──────── Cuplikan Terpilih
Saya siluman ngumpet berkarya demi isi hati saya hahaha

Jumat, 30 Mei 2025

Aku marah

 AKU MARAH, MAKA AKU  ADA

Aku bukan orang yang sabar.

Bukan yang bisa mendengar omong kosong orang dan mengangguk seolah semua baik-baik saja.


Semua orang bisa salah.

Dan aku, ya, aku tahu.

Karena dari kecil aku belajar: satu-satunya cara agar kau didengar… adalah dengan marah.



---


Mereka bilang aku keras.

Mereka bilang aku tidak bisa diajak kompromi.

Mereka bilang aku sulit didekati.


Tapi mereka tak tahu:

aku bukan tak mau dimengerti—aku cuma tak percaya siapa pun bisa mengerti.


Aku hidup dengan dinding. Bukan karena sombong.

Tapi karena tiap kali aku buka pintu, ada yang masuk—dan merusak.
────────────────
──────── Daftar yang Diberikan
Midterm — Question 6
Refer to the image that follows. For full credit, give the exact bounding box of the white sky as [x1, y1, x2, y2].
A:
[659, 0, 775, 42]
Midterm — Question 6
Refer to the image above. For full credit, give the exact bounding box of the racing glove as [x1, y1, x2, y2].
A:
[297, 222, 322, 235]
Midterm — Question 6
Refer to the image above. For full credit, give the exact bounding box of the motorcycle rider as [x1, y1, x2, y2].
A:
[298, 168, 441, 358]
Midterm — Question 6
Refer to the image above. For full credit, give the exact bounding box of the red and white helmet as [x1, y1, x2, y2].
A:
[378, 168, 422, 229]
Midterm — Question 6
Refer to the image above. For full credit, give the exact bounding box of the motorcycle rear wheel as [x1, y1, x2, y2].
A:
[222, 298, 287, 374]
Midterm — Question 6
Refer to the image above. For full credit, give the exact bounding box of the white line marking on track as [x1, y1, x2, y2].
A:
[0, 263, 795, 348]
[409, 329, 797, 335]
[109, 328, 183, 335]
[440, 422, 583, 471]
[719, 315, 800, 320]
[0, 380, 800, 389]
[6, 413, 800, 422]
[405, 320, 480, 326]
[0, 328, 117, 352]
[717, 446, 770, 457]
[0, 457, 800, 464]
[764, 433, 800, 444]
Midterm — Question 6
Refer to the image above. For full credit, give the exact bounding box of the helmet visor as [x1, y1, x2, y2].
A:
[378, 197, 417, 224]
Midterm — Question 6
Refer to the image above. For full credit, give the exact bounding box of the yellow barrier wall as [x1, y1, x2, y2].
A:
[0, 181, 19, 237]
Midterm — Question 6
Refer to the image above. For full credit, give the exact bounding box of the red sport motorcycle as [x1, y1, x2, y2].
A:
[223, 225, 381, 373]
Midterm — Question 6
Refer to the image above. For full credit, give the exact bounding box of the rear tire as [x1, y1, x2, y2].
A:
────────────────
Tujuan Tugas 1 »
Salin kata demi kata bagian cuplikan tentang rasa marah, dari "Jumat, 30 Mei" sampai "ya, aku tahu.".
Tujuan Tugas 2 »
Temukan setiap baris dalam daftar yang memuat kata "motorcycle", lalu salin baris-baris tersebut. Huruf besar dan kecil dibedakan.

Penyelesaian Lengkap 1 »
Jumat, 30 Mei 2025

Aku marah

 AKU MARAH, MAKA AKU  ADA

Aku bukan orang yang sabar.

Bukan yang bisa mendengar omong kosong orang dan mengangguk seolah semua baik-baik saja.


Semua orang bisa salah.

Dan aku, ya, aku tahu.

Penyelesaian Lengkap 2 »
Refer to the image above. For full credit, give the exact bounding box of the motorcycle rider as [x1, y1, x2, y2].
Refer to the image above. For full credit, give the exact bounding box of the motorcycle rear wheel as [x1, y1, x2, y2].
Refer to the image above. For full credit, give the exact bounding box of the red sport motorcycle as [x1, y1, x2, y2].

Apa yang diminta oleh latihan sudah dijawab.